======== TEXTAUSZUG

Kommentar: Schöne neue Sonntagswelt?

Sonntagsarbeit

Vor einigen Jahren fassten die Vereinten Nationen den Beschluss, künftig nicht mehr den Sonntag, sondern den Montag als den ersten Tag der Woche anzusehen. Als ein Institut der Meinungsforschung vor einiger Zeit nach der Wichtigkeit der Zehn Gebote fragte, kam das Dritte Gebot "Du sollst den Tag des Herrn heilig halten" auf den letzten Platz. Nur ein Drittel der Befragten wollte es noch für heute gelten lassen.

Von Bruno Graber

Es gab Zeiten, da riss man gotische Kathedralen ab, weil man sie nicht mehr gebrauchen konnte. Man war der Meinung, sie seien überflüssig und eigentlich nur im Weg. Heute wundern wir uns über soviel Unverstand. Aber machen wir es zur Zeit besser?

Der Sonntag ist dazu da, den Menschen eine Chance zur Ruhe und damit zur Freiheit von der Arbeit zu geben. Er ist mit die älteste soziale Einrichtung der Menschheit und hatte etwa mit der von Gott begründeten Menschenwürde zu tun. Sein Hauptsinn ist die Ruhe von der Arbeit. Er sollte aber auch Freiraum zum Nachdenken geben, in diesem Sinne ist er wahrhaft ein „Denkmal".

================

AUFGABEN:
- a) Entnimm dem Kommentar zur Sonntagsarbeit die Passage, die bei den Worten „Es gab Zeiten, da“ beginnt und nach „zur Zeit besser?“ endet.
- b) Übersetze den Satz „Sein Hauptsinn ist die Ruhe von der Arbeit.“ aus dem Kommentar zur Sonntagsarbeit ins Englische.
Die anschließenden Zeilen stehen in keinem Zusammenhang mit dem Kommentar zur Sonntagsarbeit.

======== BEREITGESTELLTES MATERIAL

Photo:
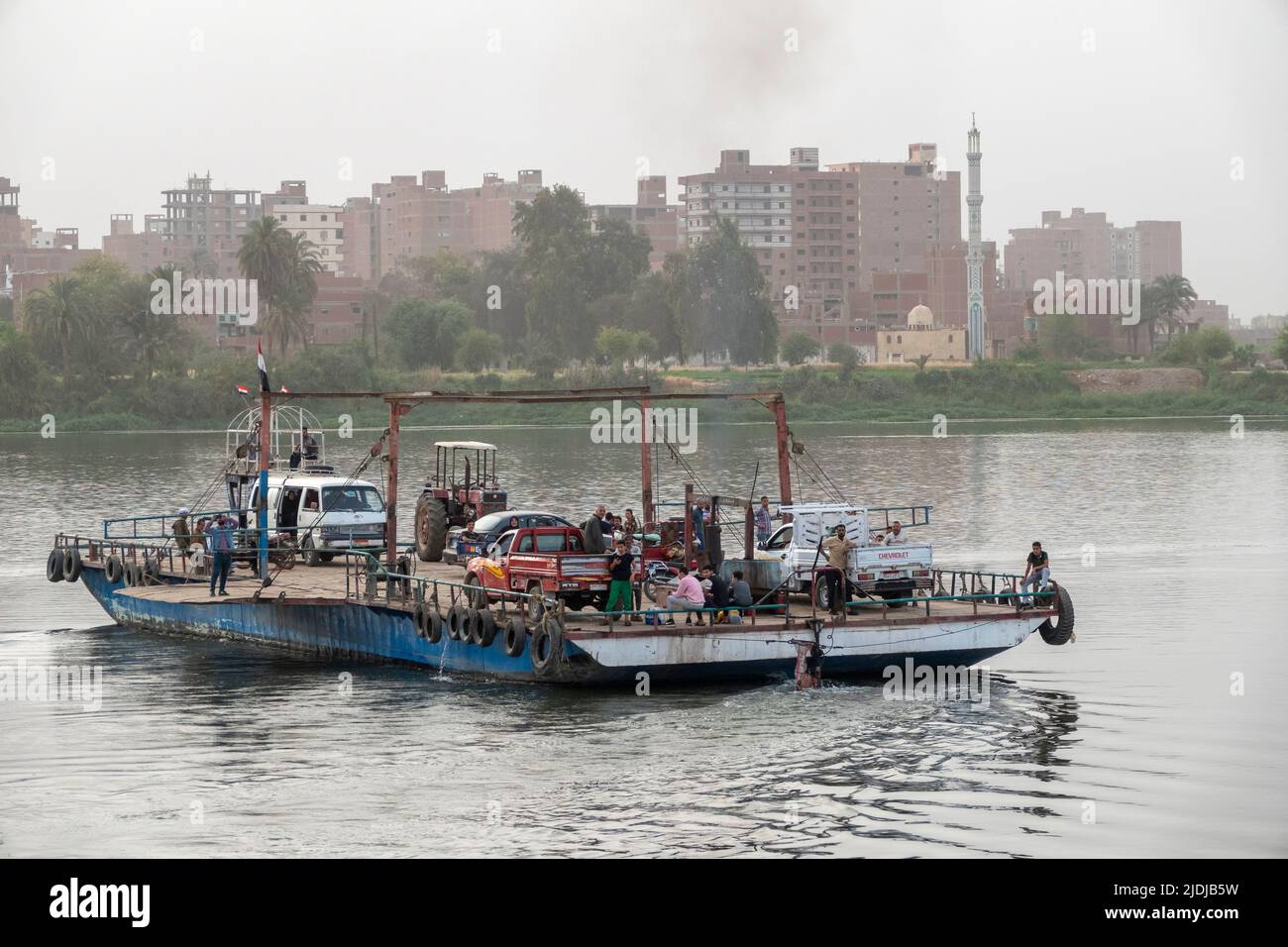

================

ERWARTETE ANTWORTEN:
- a)
Es gab Zeiten, da riss man gotische Kathedralen ab, weil man sie nicht mehr gebrauchen konnte. Man war der Meinung, sie seien überflüssig und eigentlich nur im Weg. Heute wundern wir uns über soviel Unverstand. Aber machen wir es zur Zeit besser?

- b) Its main purpose is rest from work.